Short exercise A: Quote, word for word, the part of the Lean Economy text that begins at the words "3. Eroticism –" and stops after the words "will ‘be robustly materialist’.".

Text provided:

* Begin *

1. Carnival – literally a recovery and affirmation of communal festival and collective play. As in the pre-modern world these social events serve to forge social bonds, radically break from the mundane, conventional mode of life, elide social hierarchies, lead people to take themselves less seriously, allow our wilder ‘second nature’ to be manifested, and permit representations of symbolic sacrifice and succession thereby ensuring the continuity of the culture.

2. Slack employment – inefficient technology will be freely chosen to spare nature. Hhuman work becomes merely part of the daily task of life. Efficiency and economic ‘tautness’ will no longer be considered objectives in a future lean economy.

3. Eroticism – the full range of human emotion and desire will be acknowledged as important drivers of human creativity.

4. Needs and Wants – these will very much remain. ‘In the Lean Economy, effective signals of identity, of good faith, of availability, will be needed – goods will have to work hard again; to say something’ (Surviving the Future: 89). Material processes will reflect culture, place, community – it will ‘be robustly materialist’.

5. Small Scale – the problems with larger scale are loss of elegance, judgement and presence and, what Fleming designates as, the ‘sorting’ problem (the question of the distribution of goods). A small-scale economy will be more effective. For example, the Lean Economy ‘learns, by scale management, to minimise the intermediate economy – the regrettable necessities’ (Surviving the Future: 100).

6. Intentional Waste – there will be a deliberate destruction of goods or a deliberate production of goods of no practical value. Fleming has in mind here ‘growth capital’ – goods which give rise to economic growth for its own sake. Resilient societies will limit growth capital by i) preventing its growth ii) destroying it following growth iii) ensuring its output does not lead to further growth capital.

7. Religion – this is affirmed by Fleming as part of the social, cultural bond forging community. ‘Religion is the community speaking. It is culture in the service of the community’ (Surviving the Future: 112). ‘A coherent social order in the future will need a religion; a religion will need a rich cultural inheritance’ (Surviving the Future: 115).

* End *

Material for this exercise:

* Begin *

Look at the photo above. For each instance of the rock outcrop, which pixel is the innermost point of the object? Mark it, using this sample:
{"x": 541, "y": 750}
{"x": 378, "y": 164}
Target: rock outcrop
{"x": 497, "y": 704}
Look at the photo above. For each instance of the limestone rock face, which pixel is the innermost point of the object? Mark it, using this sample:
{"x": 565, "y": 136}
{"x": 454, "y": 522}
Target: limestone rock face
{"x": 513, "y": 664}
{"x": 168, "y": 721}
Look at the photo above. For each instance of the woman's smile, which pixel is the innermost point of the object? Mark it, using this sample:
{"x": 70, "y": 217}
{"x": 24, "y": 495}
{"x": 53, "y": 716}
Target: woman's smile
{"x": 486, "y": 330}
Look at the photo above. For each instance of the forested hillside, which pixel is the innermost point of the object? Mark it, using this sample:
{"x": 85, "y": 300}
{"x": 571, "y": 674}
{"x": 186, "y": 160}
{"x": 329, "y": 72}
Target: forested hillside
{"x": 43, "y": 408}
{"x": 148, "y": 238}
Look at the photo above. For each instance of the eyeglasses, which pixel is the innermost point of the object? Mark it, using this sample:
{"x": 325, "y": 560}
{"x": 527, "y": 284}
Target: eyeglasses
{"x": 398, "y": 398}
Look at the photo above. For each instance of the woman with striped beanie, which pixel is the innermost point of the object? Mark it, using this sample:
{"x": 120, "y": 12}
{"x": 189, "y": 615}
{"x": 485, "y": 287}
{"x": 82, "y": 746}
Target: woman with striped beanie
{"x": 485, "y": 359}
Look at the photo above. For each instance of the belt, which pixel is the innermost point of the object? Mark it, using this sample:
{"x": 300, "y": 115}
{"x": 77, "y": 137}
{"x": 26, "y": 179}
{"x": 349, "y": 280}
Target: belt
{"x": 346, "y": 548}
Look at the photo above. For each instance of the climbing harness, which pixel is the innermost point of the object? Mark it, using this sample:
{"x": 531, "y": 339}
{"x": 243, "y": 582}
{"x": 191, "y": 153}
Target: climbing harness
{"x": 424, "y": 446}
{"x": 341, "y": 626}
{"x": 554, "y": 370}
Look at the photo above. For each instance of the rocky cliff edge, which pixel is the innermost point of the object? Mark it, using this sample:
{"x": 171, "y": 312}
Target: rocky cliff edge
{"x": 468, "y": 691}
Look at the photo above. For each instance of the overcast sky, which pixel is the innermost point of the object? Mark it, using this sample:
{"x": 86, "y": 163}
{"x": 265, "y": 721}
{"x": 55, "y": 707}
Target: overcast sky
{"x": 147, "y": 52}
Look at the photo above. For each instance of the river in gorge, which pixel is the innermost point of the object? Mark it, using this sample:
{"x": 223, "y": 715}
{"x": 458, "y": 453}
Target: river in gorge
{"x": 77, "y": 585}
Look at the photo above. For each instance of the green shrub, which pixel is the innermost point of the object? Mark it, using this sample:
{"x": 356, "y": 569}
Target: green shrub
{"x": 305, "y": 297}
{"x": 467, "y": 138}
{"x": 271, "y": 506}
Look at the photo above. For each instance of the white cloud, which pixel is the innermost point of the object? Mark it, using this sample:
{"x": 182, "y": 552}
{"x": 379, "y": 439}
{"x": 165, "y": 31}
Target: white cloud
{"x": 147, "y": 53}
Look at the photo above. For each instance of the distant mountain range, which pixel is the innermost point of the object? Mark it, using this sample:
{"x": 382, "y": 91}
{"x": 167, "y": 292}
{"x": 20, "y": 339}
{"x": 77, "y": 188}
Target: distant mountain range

* End *

Short exercise B: In the records, rewrite the lines beginning at the line that has "the woman with" and stopping after the line that has "Target: woman with striped beanie", with "striped beanie" changed to "wool hat" and nothing else altered. Return only those lines.

Task solution A:
3. Eroticism – the full range of human emotion and desire will be acknowledged as important drivers of human creativity.

4. Needs and Wants – these will very much remain. ‘In the Lean Economy, effective signals of identity, of good faith, of availability, will be needed – goods will have to work hard again; to say something’ (Surviving the Future: 89). Material processes will reflect culture, place, community – it will ‘be robustly materialist’.

Task solution B:
Look at the photo above. For each instance of the woman with wool hat, which pixel is the innermost point of the object? Mark it, using this sample:
{"x": 120, "y": 12}
{"x": 189, "y": 615}
{"x": 485, "y": 287}
{"x": 82, "y": 746}
Target: woman with wool hat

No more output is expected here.